■ **PROVIDED INFORMATION**
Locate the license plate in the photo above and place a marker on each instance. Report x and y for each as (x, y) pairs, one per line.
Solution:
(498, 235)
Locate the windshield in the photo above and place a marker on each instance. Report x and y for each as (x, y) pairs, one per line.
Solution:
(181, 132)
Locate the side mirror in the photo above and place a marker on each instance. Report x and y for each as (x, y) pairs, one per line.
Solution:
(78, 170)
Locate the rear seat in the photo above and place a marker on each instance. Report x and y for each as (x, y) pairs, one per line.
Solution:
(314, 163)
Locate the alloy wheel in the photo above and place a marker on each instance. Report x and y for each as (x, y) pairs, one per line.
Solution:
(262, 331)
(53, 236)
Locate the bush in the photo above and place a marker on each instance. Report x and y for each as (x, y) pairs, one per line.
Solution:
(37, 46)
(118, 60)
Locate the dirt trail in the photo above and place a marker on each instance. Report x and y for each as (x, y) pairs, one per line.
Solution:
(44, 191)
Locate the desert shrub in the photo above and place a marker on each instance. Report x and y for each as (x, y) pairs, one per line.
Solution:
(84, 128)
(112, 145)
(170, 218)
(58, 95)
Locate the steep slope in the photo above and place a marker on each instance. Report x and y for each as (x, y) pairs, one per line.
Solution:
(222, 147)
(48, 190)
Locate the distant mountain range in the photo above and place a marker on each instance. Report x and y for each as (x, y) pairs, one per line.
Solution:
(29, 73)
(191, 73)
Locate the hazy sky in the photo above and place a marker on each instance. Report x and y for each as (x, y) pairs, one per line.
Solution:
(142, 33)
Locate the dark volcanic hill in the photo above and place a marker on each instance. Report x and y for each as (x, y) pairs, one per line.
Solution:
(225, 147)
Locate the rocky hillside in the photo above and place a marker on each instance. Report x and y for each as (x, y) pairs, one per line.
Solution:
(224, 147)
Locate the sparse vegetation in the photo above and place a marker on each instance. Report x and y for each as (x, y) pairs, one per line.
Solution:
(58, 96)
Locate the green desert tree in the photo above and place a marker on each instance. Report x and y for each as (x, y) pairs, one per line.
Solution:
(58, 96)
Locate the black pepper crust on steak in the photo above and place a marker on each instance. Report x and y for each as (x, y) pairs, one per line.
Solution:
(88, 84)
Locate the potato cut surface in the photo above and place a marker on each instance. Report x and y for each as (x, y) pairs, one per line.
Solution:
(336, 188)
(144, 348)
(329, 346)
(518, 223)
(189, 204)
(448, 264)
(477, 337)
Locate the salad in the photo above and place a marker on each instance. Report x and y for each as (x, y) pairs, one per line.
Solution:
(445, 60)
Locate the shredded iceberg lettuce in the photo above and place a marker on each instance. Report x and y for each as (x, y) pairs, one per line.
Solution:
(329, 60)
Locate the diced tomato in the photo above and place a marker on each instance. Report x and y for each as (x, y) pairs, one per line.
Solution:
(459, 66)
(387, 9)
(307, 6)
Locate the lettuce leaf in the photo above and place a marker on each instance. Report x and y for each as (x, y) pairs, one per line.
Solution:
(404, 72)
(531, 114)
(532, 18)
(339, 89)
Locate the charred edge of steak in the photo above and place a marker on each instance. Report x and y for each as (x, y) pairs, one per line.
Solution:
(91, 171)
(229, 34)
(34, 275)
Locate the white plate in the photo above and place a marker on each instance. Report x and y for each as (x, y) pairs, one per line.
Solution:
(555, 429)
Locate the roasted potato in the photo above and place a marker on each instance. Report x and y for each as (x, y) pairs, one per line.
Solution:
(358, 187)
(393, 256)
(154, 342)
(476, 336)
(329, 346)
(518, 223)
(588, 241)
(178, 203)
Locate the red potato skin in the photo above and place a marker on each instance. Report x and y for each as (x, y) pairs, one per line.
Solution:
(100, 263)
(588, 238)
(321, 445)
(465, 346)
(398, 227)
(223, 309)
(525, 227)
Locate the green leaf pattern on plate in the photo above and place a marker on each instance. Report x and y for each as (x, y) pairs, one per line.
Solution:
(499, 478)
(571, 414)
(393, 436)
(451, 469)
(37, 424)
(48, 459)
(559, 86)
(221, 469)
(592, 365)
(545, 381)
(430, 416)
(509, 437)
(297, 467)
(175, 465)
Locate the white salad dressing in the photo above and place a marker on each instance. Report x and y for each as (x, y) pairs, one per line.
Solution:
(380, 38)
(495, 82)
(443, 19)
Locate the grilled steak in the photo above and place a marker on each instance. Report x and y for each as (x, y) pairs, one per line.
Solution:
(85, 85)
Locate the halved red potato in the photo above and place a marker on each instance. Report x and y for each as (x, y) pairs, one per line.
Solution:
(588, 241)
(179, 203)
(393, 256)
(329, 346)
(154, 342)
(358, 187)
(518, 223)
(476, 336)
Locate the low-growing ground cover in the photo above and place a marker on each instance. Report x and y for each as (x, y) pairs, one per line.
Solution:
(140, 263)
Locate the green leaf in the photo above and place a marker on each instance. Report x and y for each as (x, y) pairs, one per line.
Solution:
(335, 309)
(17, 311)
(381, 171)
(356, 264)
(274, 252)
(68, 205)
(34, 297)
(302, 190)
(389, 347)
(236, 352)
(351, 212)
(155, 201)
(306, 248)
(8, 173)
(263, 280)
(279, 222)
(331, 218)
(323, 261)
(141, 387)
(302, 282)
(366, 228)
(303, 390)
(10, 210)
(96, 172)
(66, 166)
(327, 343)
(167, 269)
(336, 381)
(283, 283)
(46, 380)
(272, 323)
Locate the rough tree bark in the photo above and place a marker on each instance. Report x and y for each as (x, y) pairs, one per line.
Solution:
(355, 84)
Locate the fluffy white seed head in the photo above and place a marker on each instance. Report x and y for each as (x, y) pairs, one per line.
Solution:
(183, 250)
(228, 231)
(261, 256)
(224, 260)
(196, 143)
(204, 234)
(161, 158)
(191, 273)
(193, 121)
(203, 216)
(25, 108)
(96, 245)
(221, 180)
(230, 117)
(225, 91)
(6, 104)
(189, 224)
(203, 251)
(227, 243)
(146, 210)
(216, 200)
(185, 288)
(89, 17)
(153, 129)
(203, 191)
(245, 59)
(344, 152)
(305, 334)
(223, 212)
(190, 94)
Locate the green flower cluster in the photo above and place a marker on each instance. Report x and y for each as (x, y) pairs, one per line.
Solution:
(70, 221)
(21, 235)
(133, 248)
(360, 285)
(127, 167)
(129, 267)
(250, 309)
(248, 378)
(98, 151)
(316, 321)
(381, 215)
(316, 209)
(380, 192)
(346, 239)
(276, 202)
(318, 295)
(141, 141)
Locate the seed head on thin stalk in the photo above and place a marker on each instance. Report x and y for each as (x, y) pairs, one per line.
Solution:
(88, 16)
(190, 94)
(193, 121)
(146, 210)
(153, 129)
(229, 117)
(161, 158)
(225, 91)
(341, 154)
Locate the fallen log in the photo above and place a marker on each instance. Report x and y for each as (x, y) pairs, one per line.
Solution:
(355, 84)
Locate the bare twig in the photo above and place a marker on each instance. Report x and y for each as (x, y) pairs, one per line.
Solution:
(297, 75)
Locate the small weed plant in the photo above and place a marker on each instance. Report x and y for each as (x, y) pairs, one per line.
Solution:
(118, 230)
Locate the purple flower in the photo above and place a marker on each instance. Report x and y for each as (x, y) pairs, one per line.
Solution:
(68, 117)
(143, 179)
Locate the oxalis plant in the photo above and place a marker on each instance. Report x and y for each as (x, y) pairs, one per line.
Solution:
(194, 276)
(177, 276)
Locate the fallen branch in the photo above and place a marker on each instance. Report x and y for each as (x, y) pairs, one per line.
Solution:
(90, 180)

■ **REQUIRED ACTION**
The response should consist of all the entries, transcribed exactly.

■ **OUTPUT**
Locate the license plate in the photo above and place a marker on each instance. Report x and y for each as (x, y) pairs, one per line.
Solution:
(498, 235)
Locate the windshield in the photo above and place a marker on each instance. Report x and y for each as (x, y) pairs, one per line.
Solution:
(181, 132)
Locate the side mirror in the photo above and place a marker on each instance. Report x and y for each as (x, y) pairs, one per line.
Solution:
(78, 170)
Locate the rear seat in the photo above and place a marker on each instance. Report x and y for each as (x, y) pairs, one per line.
Solution:
(314, 163)
Locate the alloy wheel in the photo above and place a marker on each instance. Report x and y for each as (x, y) pairs, one per line.
Solution:
(262, 331)
(53, 236)
Locate the bush in the photo above and place a marker on each instance. Report x and y for each as (x, y) pairs, one per line.
Solution:
(37, 46)
(118, 60)
Locate the dirt trail in the photo above and place a marker on each instance. Report x and y for each as (x, y) pairs, one per line.
Solution:
(44, 191)
Locate the desert shrub in the photo above and place a marker on each instance. Report x and y for each as (x, y) pairs, one per line.
Solution:
(84, 128)
(112, 145)
(170, 218)
(58, 95)
Locate the steep slope in the photo above and place a marker on each instance. Report x and y for each as (x, y) pairs, one per line.
Solution:
(222, 147)
(48, 190)
Locate the distant mountain range in the photo above and place a marker on each instance. Report x and y for each as (x, y) pairs, one per line.
Solution:
(29, 73)
(191, 73)
Locate the hazy sky in the photo above and place a marker on each instance. Report x and y for each as (x, y) pairs, one per line.
Solution:
(142, 33)
Locate the dark volcanic hill in the photo above and place a marker on each instance. Report x and y for each as (x, y) pairs, one per line.
Solution:
(225, 147)
Locate the rocky hillside in the photo above and place a marker on each instance. Report x and y for each as (x, y) pairs, one per line.
Solution:
(224, 147)
Locate the sparse vegetation in the photo above and place a marker on each instance. Report x and y for each as (x, y) pairs, one per line.
Solution:
(58, 96)
Locate the green desert tree in the photo above and place a marker on each instance. Report x and y for each as (x, y) pairs, one per line.
Solution:
(58, 96)
Locate the black pepper crust on steak in the photo above and place a marker on each instance. Report x and y for each as (x, y) pairs, one per line.
Solution:
(88, 84)
Locate the potato cut surface in the photo above and place a marker on each instance. Report x and y for each as (x, y) pairs, one per line.
Solution:
(336, 188)
(144, 348)
(329, 346)
(518, 223)
(189, 204)
(448, 264)
(477, 337)
Locate the salad in the photo above and place a marker on each instance. Report x and y for each as (x, y) pairs, one per line.
Solution:
(445, 60)
Locate the shredded iceberg lettuce in the photo above and place a marker on each instance. Report x and y for each as (x, y) pairs, one per line.
Solution:
(329, 60)
Locate the diced tomato in the photo above and place a marker on each instance. Report x and y for each as (x, y) pairs, one per line.
Solution:
(459, 66)
(387, 9)
(307, 6)
Locate the lettuce leaf in the photo above and place a marker on each instance. Report x and y for each as (x, y) pairs, one per line.
Solution:
(404, 72)
(531, 114)
(532, 18)
(339, 89)
Locate the charred edge of steak in the photo above and place a marker on each instance. Report x and y for each as (x, y) pairs, one per line.
Solution:
(91, 171)
(229, 34)
(34, 275)
Locate the white plate in the photo above and place a marker on each instance. Report x and y for each as (x, y) pairs, one per line.
Solution:
(555, 429)
Locate the roasted potato in the photo above and place a marker on each instance. Report x and y for each as (x, y) pairs, one per line.
Solution:
(358, 187)
(393, 256)
(154, 342)
(476, 336)
(329, 346)
(518, 223)
(588, 241)
(178, 203)
Locate the red potato skin in the photo above and place a marker on each instance. Report x and y for each as (x, y) pairs, one per line.
Solution:
(100, 263)
(588, 238)
(321, 445)
(465, 346)
(398, 227)
(223, 309)
(525, 227)
Locate the green leaf pattern on plate in the photo above and place a marker on each instance. Report x and y for each as (x, y) pairs, one per line.
Solution:
(499, 478)
(571, 414)
(393, 436)
(451, 469)
(37, 424)
(48, 459)
(559, 86)
(221, 469)
(592, 365)
(545, 381)
(430, 416)
(509, 437)
(297, 467)
(175, 465)
Locate the white salad dressing in the photo above and place a marker on each instance. Report x and y for each as (x, y) pairs, one per line.
Solution:
(380, 38)
(495, 82)
(443, 19)
Locate the grilled steak in the photo above and place a marker on each instance. Report x and y for each as (x, y) pairs, one per line.
Solution:
(85, 85)
Locate the halved red potato in the photo above and place a marker on each instance. Report x and y for each as (x, y) pairs, one per line.
Solution:
(588, 241)
(179, 203)
(393, 256)
(329, 346)
(154, 342)
(358, 187)
(518, 223)
(476, 336)
Locate the low-growing ground cover in the photo above and place a marker on each instance. Report x and y for each as (x, y) pairs, one per line.
Solution:
(140, 263)
Locate the green leaf in the photo above and place a marker on each instance. Report x and y for each as (x, y) pairs, one per line.
Solution:
(335, 309)
(17, 311)
(381, 171)
(356, 264)
(274, 252)
(68, 205)
(34, 297)
(302, 190)
(389, 347)
(236, 352)
(351, 212)
(155, 201)
(306, 248)
(8, 173)
(263, 280)
(279, 222)
(331, 218)
(323, 261)
(141, 387)
(302, 282)
(366, 228)
(303, 390)
(10, 210)
(96, 172)
(66, 166)
(327, 343)
(167, 269)
(336, 381)
(283, 283)
(46, 380)
(272, 323)
Locate the rough tree bark in the photo above and place a marker on each instance. Report x and y for each as (x, y) pairs, one per line.
Solution:
(355, 84)
Locate the fluffy white seed head in the photo above and place a marker on each instance. Report x and y for each as (x, y) pairs, one per line.
Solution:
(183, 250)
(228, 231)
(261, 256)
(224, 260)
(196, 143)
(204, 234)
(161, 158)
(191, 273)
(193, 121)
(203, 216)
(25, 108)
(96, 245)
(221, 180)
(230, 117)
(225, 91)
(6, 104)
(189, 224)
(203, 251)
(227, 243)
(146, 210)
(216, 200)
(185, 288)
(89, 17)
(153, 129)
(203, 191)
(245, 59)
(344, 152)
(305, 334)
(223, 212)
(190, 94)
Locate the green flower cluster in the photo above and place a marker on each instance. Report x and y for each as (x, y) pairs, one per line.
Solution:
(70, 221)
(21, 235)
(133, 248)
(360, 285)
(127, 167)
(129, 267)
(250, 309)
(248, 378)
(98, 151)
(316, 321)
(381, 215)
(316, 209)
(380, 192)
(346, 239)
(276, 202)
(318, 295)
(141, 141)
Locate the seed head on thin stalk in the photo above and place a marker on each instance. Report x and y for each as (x, y) pairs, one per line.
Solution:
(88, 16)
(190, 94)
(193, 121)
(146, 210)
(153, 129)
(229, 117)
(161, 158)
(225, 91)
(341, 154)
Locate the fallen log in the photo above and place a marker on each instance. Report x and y for each as (x, y) pairs, one per line.
Solution:
(355, 84)
Locate the bare twig in the photo above and place a marker on each instance. Report x and y for each as (x, y) pairs, one per line.
Solution:
(297, 75)
Locate the small weed plant in the photo above and place a marker on each instance. Report x and y for each as (x, y) pairs, one per line.
Solution:
(118, 230)
Locate the purple flower in the photo above and place a marker on each instance. Report x and y for each as (x, y) pairs, one per line.
Solution:
(68, 117)
(143, 179)
Locate the oxalis plant in the photo above and place a marker on each instance. Report x and y for each as (x, y) pairs, one per line.
Solution:
(194, 276)
(177, 276)
Locate the fallen branch in the photo above and place a marker on each instance. Report x and y for each as (x, y) pairs, one per line.
Solution:
(90, 180)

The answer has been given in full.